Bagian Teks:
↓
Kalangan fungsionaris Syuriah PB NU, misalnya, menilai bahwa fatwa tersebut
tidak sejalan dengan garis kebijakan mereka. Sebab, menurut mereka, NU
seharusnya membentuk bank muamalah mudlarabah (berdagang bersama yang saling
menguntungkan), bukan bank umum yang lebih cenderung menganut sistem rente.
Bagaimana silang pendapat di kalangan intelektual dan ulama modernis di
negeri ini? Sesuaikah pendapat mereka dengan ketentuan syara'? Dapatkah
pendapat mereka diterima? Lebih jauh dari itu, apakah mereka boleh disebut mujtahid
atau lebih baik disebut sebagai muqallid?
Pendapat Intelektual dan Ulama Modernis
Di
antara pekerjaan yang dikelola bank, maka yang menjadi topik permasalahan dalam
Fikih Islam adalah soal bunga (rente) bank. Sebab, secara umum tujuan usaha
bank adalah untuk memperoleh keuntungan dari perdagangan kredit. Bank
memberikan kredit kepada orang luar dengan memungut bunga melalui pembayaran
kredit (yang jumlahnya lebih besar dari besarnya kredit). Selisih pembayaran
yang biasanya disebut bunga, itulah yang menjadi keuntungan usaha bank.
Dalam
masalah ini, para intelektual dan ulama modernis mempunyai pendapat yang
berbeda-beda, tergantung dari sudut pandang mereka. Ada segolongan dari mereka
yang mengharamkannya karena bunga bank tersebut dipandang sebagai riba. Tetapi
segolongan lainnya menghalalkannya.
↑
Daftar:
↓
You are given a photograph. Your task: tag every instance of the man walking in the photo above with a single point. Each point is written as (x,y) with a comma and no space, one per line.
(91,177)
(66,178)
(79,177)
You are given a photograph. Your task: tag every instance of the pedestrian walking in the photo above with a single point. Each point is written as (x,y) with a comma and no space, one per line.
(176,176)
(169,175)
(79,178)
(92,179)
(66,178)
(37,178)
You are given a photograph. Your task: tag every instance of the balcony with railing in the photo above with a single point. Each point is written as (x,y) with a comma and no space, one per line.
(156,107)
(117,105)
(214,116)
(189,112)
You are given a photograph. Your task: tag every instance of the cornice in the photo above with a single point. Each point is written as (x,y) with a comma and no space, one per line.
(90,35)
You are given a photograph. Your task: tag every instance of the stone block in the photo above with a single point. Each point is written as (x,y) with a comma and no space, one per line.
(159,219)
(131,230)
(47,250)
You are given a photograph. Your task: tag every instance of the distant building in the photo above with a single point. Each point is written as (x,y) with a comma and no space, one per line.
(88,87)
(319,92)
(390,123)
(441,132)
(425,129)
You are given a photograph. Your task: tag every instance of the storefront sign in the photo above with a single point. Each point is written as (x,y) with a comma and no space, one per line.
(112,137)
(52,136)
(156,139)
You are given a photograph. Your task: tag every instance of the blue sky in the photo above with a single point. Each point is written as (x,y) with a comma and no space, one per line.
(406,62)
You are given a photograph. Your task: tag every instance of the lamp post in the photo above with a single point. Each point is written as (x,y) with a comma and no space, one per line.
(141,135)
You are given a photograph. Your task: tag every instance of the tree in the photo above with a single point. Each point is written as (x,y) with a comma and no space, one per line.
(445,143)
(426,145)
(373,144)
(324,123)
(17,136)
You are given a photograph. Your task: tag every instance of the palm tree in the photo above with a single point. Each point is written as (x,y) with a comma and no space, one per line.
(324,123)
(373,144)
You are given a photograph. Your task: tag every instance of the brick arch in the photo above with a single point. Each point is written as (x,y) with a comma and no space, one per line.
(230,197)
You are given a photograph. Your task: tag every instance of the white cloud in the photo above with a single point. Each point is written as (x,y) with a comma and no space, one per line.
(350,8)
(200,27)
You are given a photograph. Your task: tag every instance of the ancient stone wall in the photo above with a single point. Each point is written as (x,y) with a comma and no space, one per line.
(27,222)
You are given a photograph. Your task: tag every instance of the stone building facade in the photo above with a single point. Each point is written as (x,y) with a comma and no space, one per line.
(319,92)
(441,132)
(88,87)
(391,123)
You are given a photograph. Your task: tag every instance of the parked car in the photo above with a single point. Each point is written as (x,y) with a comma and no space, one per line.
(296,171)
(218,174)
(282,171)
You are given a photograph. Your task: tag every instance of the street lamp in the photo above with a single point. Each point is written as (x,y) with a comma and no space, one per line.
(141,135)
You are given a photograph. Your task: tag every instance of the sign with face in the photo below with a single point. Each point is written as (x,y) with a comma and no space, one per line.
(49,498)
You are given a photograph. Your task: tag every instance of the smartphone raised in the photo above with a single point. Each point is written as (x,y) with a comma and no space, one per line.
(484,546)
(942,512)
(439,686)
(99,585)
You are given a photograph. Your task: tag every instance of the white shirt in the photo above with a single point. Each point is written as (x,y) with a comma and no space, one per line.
↑
Latihan Tertulis 1:
Ringkas paragraf yang diawali "Di antara pekerjaan yang dikelola bank" dari teks tentang bunga bank menjadi daftar butir dengan tetap mempertahankan fakta pokoknya.
Latihan Tertulis 2:
Salin bagian dari teks tentang bunga bank mulai dari kata "Bagaimana silang pendapat" sampai dengan kata "disebut sebagai muqallid?".
Latihan Tertulis 3:
Tuliskan ringkasan teks tentang bunga bank dalam dua kalimat.
Daftar di atas diambil dari sumber yang berbeda dengan teks.

Penyelesaian 1:
- Dalam Fikih Islam, pekerjaan bank yang dipersoalkan adalah bunga (rente) bank.
- Tujuan usaha bank umumnya adalah memperoleh keuntungan dari perdagangan kredit.
- Bank memberikan kredit kepada orang luar dan memungut bunga melalui pembayaran kredit yang jumlahnya lebih besar dari kredit itu.
- Selisih pembayaran yang disebut bunga itu menjadi keuntungan usaha bank.

Penyelesaian 2:
Bagaimana silang pendapat di kalangan intelektual dan ulama modernis di
negeri ini? Sesuaikah pendapat mereka dengan ketentuan syara'? Dapatkah
pendapat mereka diterima? Lebih jauh dari itu, apakah mereka boleh disebut mujtahid
atau lebih baik disebut sebagai muqallid?

Penyelesaian 3:
Fungsionaris Syuriah PB NU menilai fatwa tersebut tidak sejalan dengan garis kebijakan mereka karena NU seharusnya membentuk bank muamalah mudlarabah, bukan bank umum yang cenderung menganut sistem rente. Dalam Fikih Islam, bunga bank yang menjadi keuntungan usaha bank dipersoalkan, dan para intelektual serta ulama modernis berbeda pendapat: segolongan mengharamkannya karena dipandang sebagai riba, sedangkan segolongan lainnya menghalalkannya.